*Votre objectif*: Réécris le passage de l'extrait sur Jérusalem qui commence aux mots « D’un côté, la » et s'arrête après « mondes modernes ? », en y remplaçant « citadins » par « habitants ».

*Extrait source*:

--------------------------------------------------

D’un côté, la politique d’absorption de Jérusalem-Est dans la Municipalité israélienne déploie, depuis 1967, des instruments de gestion de la vie au sens large (sécurité, déplacements, affaires civiles, éducation, espace) qui les font apparaître sous leur aspect biopolitique. De l’autre, la période fragile d’autonomie palestinienne (1994-2001), l’essor économique qui l’accompagna ou encore la reformulation d’un certain nombre de questions politiques par les dirigeants palestiniens, n’ont pas permis de ré-interroger les conditions de vie des citadins de Jérusalem. Prisonniers d’un conflit, privés d’une citoyenneté et d’un accès minimal à la ville, isolés de la communauté politique, les citadins n’incarnent-ils pas les « Sans droits » des mondes modernes ?
Jérusalem : un monde extra-légal, des citadins invisibles
Arendt avait évoqué de façon lumineuse une certaine idée de la « désolation » ([[Hanna Arendt, Les origines du Totalitarisme, Le système Totalitaire, Paris, Point Essais, 1995.) comme « l’expérience absolue de non-appartenance au monde» liée au déracinement dont ont été frappées les masses modernes, qu’elle faisait remonter au déclin de la sphère publique de l’entre deux guerres, à l’impuissance des États nations à résoudre le statut des réfugiés ou des peuples sans droits garantis par les gouvernements en dehors des protections prévues par les Nations-Unies, c’est à dire de la stricte assistance humanitaire. En ce temps là, les Sans État : réfugiés, apatrides, juifs ou minorités tziganes, et pas encore palestiniens arabes([[Arendt a adopté une position très critique sur la guerre de 1948 et la création de l’État d’Israél, dans Qu’est ce que le Politique, Paris, Le Seuil, 1993.), incarnaient ce phénomène de masse le plus nouveau de l’histoire contemporaine : moins la perte de résidence que l’incapacité d’en retrouver une, c’est-à-dire le droit d’appartenir à une communauté politique ou nationale. «Je ne suis ni citoyen ni résident. Alors où suis-je et qui suis-je ?… Tu réalises que tu peux bien exister métaphysiquement, mais pas juridiquement.»([[M. Darwish, «Fantômes dans leur propre pays», in Revue de Presse Maghreb-Proche Orient, Alger, février 1973, op.cit., p.19.) Ce sont là les mots de l’écrivain palestinien Mahmud Darwish décrivant son parcours aux guichets du Ministère de l’Intérieur israélien en 1973 – rappelant peut être ceux d’Arendt : « être privé des droits humains, c’est être privé d’une place dans le monde »([[H. Arendt, Les origines du Totalitarisme, op.cit.).

--------------------------------------------------

*Jeu de données*:
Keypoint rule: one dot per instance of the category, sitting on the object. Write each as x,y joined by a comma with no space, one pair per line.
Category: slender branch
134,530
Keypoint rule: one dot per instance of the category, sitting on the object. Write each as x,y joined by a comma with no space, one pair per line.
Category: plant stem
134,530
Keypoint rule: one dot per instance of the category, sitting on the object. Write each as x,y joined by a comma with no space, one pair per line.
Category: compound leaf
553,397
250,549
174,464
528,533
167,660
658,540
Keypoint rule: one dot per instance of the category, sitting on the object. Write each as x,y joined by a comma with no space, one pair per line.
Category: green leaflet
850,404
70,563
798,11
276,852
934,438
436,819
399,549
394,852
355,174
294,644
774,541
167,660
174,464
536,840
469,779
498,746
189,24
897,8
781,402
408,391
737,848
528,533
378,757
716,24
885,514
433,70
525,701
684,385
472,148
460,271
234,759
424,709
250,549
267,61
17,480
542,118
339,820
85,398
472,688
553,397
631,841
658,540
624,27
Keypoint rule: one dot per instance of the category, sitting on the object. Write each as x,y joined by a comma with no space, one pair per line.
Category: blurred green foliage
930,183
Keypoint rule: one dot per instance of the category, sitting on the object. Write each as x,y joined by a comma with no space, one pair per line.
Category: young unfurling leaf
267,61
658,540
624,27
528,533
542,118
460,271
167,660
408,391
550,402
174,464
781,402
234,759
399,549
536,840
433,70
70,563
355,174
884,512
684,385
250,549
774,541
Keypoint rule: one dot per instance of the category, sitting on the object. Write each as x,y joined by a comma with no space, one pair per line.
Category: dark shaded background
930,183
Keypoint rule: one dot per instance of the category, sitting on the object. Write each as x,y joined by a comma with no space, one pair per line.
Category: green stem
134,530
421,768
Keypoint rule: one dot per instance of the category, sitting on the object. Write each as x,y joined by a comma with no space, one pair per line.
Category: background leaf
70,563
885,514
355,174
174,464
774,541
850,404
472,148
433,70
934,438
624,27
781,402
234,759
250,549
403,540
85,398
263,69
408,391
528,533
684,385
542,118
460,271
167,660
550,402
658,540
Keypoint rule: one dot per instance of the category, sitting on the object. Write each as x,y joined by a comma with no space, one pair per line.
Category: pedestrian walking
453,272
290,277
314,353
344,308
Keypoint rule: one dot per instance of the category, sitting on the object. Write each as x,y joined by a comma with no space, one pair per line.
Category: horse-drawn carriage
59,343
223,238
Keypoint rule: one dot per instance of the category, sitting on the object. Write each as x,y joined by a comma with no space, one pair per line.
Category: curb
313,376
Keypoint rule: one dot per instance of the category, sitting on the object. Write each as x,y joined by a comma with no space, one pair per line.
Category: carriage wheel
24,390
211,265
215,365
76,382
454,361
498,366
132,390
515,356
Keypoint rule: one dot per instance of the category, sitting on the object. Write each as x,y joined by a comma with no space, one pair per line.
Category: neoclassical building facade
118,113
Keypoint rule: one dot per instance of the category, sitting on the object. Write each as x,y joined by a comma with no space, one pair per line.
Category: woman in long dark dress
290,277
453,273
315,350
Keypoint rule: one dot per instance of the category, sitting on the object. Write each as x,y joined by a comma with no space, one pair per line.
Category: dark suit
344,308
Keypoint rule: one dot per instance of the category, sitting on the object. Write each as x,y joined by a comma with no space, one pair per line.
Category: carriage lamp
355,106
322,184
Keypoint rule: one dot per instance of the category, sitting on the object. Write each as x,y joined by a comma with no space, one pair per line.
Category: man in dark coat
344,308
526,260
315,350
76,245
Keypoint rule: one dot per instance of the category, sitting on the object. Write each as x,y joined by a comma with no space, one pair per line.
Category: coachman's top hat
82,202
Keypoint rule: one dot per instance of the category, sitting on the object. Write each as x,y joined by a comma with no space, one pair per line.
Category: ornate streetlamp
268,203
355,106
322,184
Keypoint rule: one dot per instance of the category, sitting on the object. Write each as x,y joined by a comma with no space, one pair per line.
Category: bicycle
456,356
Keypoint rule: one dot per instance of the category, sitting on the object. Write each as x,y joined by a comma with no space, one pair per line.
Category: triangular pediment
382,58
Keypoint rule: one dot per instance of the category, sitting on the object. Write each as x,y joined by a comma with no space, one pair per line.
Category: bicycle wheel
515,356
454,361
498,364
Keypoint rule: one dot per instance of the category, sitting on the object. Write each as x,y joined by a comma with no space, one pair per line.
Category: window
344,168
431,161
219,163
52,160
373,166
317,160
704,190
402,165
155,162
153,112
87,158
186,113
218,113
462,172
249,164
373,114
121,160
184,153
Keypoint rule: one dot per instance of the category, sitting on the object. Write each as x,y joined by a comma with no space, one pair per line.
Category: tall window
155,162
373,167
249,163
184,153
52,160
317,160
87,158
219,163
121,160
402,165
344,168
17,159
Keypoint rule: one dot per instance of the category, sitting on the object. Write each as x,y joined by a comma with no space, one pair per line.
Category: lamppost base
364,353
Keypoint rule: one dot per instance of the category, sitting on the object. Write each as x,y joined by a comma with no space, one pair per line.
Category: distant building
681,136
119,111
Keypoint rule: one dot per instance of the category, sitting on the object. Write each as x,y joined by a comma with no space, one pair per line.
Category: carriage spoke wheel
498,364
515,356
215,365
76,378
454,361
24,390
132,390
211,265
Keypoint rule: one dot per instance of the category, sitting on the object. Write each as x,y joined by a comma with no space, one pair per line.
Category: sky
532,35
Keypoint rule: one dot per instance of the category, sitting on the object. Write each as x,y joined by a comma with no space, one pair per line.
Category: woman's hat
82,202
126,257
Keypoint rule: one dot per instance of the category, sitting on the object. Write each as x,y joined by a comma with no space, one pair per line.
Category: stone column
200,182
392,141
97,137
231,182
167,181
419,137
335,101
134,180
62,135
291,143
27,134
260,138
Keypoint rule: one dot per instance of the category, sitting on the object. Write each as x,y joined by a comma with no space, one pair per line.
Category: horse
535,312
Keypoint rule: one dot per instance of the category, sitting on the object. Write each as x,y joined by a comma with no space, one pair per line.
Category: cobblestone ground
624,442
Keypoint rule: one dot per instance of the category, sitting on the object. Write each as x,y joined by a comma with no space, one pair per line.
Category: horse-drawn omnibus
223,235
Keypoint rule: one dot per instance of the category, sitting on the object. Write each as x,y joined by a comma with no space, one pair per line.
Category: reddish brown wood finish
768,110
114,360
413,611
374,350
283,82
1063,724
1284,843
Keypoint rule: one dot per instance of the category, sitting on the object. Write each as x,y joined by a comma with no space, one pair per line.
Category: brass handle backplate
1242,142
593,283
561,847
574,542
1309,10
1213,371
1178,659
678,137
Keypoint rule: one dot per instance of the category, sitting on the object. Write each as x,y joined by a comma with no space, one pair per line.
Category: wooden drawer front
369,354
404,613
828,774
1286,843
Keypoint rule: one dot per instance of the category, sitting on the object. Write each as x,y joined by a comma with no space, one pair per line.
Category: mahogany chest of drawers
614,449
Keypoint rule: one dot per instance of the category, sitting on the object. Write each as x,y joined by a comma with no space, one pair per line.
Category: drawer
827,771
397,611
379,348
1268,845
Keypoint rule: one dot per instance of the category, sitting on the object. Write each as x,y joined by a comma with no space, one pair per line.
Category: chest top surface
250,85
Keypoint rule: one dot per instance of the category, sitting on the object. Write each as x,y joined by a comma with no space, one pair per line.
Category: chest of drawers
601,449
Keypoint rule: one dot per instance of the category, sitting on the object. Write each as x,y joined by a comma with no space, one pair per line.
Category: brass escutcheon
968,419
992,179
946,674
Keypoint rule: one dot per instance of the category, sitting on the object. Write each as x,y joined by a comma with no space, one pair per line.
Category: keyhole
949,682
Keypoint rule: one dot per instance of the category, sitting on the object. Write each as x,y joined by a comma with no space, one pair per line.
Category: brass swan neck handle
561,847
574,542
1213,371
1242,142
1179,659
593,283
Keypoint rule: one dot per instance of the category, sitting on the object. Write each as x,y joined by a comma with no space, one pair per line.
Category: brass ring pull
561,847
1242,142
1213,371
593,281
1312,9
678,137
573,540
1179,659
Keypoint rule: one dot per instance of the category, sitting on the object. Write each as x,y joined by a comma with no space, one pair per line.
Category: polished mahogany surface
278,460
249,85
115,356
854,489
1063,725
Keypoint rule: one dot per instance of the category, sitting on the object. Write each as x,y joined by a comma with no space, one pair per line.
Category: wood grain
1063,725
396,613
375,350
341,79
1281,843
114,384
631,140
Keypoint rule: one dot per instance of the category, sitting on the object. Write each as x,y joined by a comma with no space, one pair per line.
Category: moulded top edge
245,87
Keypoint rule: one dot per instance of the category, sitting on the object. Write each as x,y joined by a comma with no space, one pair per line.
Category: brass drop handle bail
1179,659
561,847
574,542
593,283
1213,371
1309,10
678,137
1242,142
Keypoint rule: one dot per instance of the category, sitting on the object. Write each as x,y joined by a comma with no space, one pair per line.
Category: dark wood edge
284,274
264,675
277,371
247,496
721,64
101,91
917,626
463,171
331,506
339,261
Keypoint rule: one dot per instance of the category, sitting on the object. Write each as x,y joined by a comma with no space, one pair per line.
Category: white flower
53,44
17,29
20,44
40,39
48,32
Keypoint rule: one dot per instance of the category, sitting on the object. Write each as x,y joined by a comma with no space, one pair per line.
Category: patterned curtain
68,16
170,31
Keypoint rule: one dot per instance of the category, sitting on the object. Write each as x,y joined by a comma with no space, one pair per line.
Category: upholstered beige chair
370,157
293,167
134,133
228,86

--------------------------------------------------

*Réponse rédigée*:
D’un côté, la politique d’absorption de Jérusalem-Est dans la Municipalité israélienne déploie, depuis 1967, des instruments de gestion de la vie au sens large (sécurité, déplacements, affaires civiles, éducation, espace) qui les font apparaître sous leur aspect biopolitique. De l’autre, la période fragile d’autonomie palestinienne (1994-2001), l’essor économique qui l’accompagna ou encore la reformulation d’un certain nombre de questions politiques par les dirigeants palestiniens, n’ont pas permis de ré-interroger les conditions de vie des habitants de Jérusalem. Prisonniers d’un conflit, privés d’une citoyenneté et d’un accès minimal à la ville, isolés de la communauté politique, les habitants n’incarnent-ils pas les « Sans droits » des mondes modernes ?